Your tasks:
**a)** Repeat the part of the thread on pickling into SQLite from "(I'm not overly" up to and including "data = cPickle.loads(str(row['data']))".
**b)** In the thread on pickling into SQLite, what Python type does sqlite3 return when a BLOB field is retrieved?
**c)** Write the next part of the thread on pickling into SQLite, starting after its final sentence.

──────── Extract to read ────────

Can I pickle a python dictionary into a sqlite3 text field?

Any gotchas I should be aware of? Can I store it in a text field, or do I need to use a blob?
(I'm not overly familiar with either pickle or sqlite, so I wanted to make sure I'm barking up the right tree with some of my high-level design ideas.)
I needed to achieve the same thing too.
I turns out it caused me quite a headache before I finally figured out, thanks to this post, how to actually make it work in a binary format.
To insert/update:
pdata = cPickle.dumps(data, cPickle.HIGHEST_PROTOCOL)
curr.execute("insert into table (data) values (:data)", sqlite3.Binary(pdata))
You must specify the second argument to dumps to force a binary pickling.
Also note the sqlite3.Binary to make it fit in the BLOB field.
To retrieve data:
curr.execute("select data from table limit 1")
for row in curr:
data = cPickle.loads(str(row['data']))
When retrieving a BLOB field, sqlite3 gets a 'buffer' python type, that needs to be strinyfied using str before being passed to the loads method.
If you want to store a pickled object, you'll need to use a blob, since it is binary data. However, you can, say, base64 encode the pickled object to get a string that can be stored in a text field.
Generally, though, doing this sort of thing is indicative of bad design, since you're storing opaque data you lose the ability to use SQL to do any useful manipulation on that data. Although without knowing what you're actually doing, I can't really make a moral call on it.
I wrote a blog about this idea, except instead of a pickle, I used json, since I wanted it to be interoperable with perl and other programs.
http://writeonly.wordpress.com/2008/12/05/simple-object-db-using-json-and-python-sqlite/
Architecturally, this is a quick and dirty way to get persistence, transactions, and the like for arbitrary data structures. I have found this combination to be really useful when I want persistence, and don't need to do much in the sql layer with the data (or it's very complex to deal with in sql, and simple with generators).

──────── Supplied records ────────

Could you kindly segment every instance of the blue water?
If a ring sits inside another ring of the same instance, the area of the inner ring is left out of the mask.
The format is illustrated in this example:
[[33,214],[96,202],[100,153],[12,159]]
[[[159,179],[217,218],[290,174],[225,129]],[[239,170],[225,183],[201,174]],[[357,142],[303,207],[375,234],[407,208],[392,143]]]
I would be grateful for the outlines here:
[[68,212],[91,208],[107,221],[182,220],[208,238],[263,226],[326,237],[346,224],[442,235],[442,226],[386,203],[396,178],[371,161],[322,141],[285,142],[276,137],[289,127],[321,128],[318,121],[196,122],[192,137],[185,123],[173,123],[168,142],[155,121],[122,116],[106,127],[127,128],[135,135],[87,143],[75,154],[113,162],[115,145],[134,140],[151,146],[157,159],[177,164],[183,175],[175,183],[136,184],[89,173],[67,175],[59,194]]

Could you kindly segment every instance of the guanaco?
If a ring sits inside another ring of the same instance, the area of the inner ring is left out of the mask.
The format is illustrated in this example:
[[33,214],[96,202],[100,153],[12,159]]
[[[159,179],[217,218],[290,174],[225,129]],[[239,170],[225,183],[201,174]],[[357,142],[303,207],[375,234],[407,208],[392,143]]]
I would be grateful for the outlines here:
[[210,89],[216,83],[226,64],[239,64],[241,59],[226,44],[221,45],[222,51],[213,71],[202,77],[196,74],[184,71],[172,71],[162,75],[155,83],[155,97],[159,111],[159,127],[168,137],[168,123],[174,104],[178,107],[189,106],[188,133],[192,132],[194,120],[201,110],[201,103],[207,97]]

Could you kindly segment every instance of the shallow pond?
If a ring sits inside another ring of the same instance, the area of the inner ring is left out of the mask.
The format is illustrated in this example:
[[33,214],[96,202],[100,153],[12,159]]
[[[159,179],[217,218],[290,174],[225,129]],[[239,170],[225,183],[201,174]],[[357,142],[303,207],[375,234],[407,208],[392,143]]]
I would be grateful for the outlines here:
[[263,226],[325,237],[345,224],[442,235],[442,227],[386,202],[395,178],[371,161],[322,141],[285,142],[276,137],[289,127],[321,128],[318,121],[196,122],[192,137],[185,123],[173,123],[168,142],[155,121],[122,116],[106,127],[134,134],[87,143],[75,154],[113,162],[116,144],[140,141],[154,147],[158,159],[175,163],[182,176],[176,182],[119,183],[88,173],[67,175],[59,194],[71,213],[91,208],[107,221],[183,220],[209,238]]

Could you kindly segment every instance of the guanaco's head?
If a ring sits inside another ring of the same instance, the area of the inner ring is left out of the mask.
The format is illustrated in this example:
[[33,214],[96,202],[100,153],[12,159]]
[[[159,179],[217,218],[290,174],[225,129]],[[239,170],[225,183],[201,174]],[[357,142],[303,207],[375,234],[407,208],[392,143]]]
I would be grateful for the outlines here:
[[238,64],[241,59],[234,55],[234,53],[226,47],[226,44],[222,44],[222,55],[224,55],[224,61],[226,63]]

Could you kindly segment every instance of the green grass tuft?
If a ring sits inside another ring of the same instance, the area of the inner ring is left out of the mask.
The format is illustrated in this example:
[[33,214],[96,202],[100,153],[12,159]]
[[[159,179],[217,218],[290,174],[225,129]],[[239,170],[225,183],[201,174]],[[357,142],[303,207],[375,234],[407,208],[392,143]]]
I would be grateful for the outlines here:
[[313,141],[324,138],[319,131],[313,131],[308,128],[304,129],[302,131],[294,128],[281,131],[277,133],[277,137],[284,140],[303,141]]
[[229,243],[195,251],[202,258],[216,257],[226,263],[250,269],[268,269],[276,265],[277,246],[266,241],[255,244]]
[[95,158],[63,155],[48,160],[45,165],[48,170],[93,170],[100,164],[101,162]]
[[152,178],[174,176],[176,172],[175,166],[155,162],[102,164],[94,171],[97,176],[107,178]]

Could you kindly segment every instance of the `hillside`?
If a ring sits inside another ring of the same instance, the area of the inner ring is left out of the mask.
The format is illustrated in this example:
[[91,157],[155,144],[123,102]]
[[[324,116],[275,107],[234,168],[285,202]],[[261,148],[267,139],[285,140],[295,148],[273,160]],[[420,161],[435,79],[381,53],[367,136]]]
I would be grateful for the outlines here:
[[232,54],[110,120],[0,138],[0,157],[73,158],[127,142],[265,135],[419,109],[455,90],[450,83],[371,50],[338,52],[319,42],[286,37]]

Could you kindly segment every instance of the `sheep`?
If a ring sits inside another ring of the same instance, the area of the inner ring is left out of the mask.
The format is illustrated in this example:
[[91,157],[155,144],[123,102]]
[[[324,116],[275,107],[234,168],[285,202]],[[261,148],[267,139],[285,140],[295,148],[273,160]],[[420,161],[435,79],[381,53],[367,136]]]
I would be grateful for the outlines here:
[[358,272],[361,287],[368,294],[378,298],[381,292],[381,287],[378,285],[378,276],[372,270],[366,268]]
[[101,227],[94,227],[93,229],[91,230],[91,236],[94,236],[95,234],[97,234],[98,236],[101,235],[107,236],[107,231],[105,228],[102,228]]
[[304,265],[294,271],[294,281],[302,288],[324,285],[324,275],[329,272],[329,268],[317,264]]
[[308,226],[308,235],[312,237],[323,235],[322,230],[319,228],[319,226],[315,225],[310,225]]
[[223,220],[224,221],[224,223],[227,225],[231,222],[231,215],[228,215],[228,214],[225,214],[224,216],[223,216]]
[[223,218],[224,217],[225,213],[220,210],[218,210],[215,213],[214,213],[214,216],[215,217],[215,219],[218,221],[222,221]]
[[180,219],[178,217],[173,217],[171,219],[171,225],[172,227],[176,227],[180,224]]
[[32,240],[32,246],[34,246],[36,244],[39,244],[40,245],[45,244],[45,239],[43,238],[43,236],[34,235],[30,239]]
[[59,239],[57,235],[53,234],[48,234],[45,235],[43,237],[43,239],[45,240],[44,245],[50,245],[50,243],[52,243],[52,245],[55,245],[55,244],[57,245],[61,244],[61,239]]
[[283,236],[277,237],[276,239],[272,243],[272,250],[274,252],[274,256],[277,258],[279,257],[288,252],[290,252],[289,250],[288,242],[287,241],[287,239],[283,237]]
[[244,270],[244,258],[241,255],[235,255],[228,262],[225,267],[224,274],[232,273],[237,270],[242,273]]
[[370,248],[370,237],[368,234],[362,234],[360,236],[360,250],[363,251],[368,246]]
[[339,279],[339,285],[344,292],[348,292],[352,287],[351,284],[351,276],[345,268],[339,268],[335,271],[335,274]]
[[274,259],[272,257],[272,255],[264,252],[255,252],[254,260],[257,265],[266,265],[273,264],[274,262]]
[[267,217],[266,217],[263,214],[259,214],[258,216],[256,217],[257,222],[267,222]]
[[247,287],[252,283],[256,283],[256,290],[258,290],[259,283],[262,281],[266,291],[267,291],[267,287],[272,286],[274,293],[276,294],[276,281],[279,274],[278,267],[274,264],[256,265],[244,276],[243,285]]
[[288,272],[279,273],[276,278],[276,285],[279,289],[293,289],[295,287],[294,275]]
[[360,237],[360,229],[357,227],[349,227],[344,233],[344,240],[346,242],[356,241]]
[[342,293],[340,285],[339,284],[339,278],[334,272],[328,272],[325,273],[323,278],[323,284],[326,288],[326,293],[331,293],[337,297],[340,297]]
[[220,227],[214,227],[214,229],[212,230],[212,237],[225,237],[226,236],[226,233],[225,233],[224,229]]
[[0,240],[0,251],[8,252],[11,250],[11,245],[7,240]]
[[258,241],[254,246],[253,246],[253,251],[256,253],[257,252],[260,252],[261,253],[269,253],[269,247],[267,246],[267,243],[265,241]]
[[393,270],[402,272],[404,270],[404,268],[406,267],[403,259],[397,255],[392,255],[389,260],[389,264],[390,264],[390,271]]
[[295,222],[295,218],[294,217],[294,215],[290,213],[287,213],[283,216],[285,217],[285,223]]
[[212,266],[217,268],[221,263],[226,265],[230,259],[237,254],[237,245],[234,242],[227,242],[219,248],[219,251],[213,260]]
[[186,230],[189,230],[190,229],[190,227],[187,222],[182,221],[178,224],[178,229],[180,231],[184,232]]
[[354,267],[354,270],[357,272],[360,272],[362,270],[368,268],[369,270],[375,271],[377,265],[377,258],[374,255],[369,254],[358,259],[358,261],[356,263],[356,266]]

────────

Task results:
**a)**
(I'm not overly familiar with either pickle or sqlite, so I wanted to make sure I'm barking up the right tree with some of my high-level design ideas.)
I needed to achieve the same thing too.
I turns out it caused me quite a headache before I finally figured out, thanks to this post, how to actually make it work in a binary format.
To insert/update:
pdata = cPickle.dumps(data, cPickle.HIGHEST_PROTOCOL)
curr.execute("insert into table (data) values (:data)", sqlite3.Binary(pdata))
You must specify the second argument to dumps to force a binary pickling.
Also note the sqlite3.Binary to make it fit in the BLOB field.
To retrieve data:
curr.execute("select data from table limit 1")
for row in curr:
data = cPickle.loads(str(row['data']))

**b)** A 'buffer' Python type.

**c)**
The code itself is pretty simple:
# register the "loader" to get the data back out.
sqlite3.register_converter("pickle", cPickle.loads)
Then, when you want to dump it into the db,
p_string = p.dumps( dict(a=1,b=[1,2,3]))
conn.execute('''
create table snapshot(
id INTEGER PRIMARY KEY AUTOINCREMENT,
mydata pickle);
''')
conn.execute('''
insert into snapshot values
(null, ?)''', (p_string,))
''')
Pickle has both text and binary output formats. If you use the text-based format you can store it in a TEXT field, but it'll have to be a BLOB if you use the (more efficient) binary format.
I have to agree with some of the comments here. Be careful and make sure you really want to save pickle data in a db, there's probably a better way.
In any case I had trouble in the past trying to save binary data in the sqlite db.
Apparently you have to use the sqlite3.Binary() to prep the data for sqlite.
Here's some sample code:
query = u'''insert into testtable VALUES(?)'''
b = sqlite3.Binary(binarydata)
cur.execute(query,(b,))
con.commit()
Since Pickle can dump your object graph to a string it should be possible.
Be aware though that TEXT fields in SQLite uses database encoding so you might need to convert it to a simple string before you un-pickle.
If a dictionary can be pickled, it can be stored in text/blob field as well.
Just be aware of the dictionaries that can't be pickled (aka that contain unpickable objects).
Yes, you can store a pickled object in a TEXT or BLOB field in an SQLite3 database, as others have explained.
Just be aware that some object cannot be pickled. The built-in container types can (dict, set, list, tuple, etc.). But some objects, such as file handles, refer to state that is external to their own data structures, and other extension types have similar problems.
Since a dictionary can contain arbitrary nested data structures, it might not be pickle-able.
SpoonMeiser is correct, you need to have a strong reason to pickle into a database.
It's not difficult to write Python objects that implement persistence with SQLite. Then you can use the SQLite CLI to fiddle with the data as well. Which in my experience is worth the extra bit of work, since many debug and admin functions can be simply performed from the CLI rather than writing specific Python code.
In the early stages of a project, I did what you propose and ended up re-writing with a Python class for each business object (note: I didn't say for each table!) This way the body of the application can focus on "what" needs to be done rather than "how" it is done.
The other option, considering that your requirement is to save a dict and then spit it back out for the user's "viewing pleasure", is to use the shelve module which will let you persist any pickleable data to file. The python docs are here.
Depending on what you're working on, you might want to look into the shove module. It does something similar, where it auto-stores Python objects inside a sqlite database (and all sorts of other options) and pretends to be a dictionary (just like the shelve module).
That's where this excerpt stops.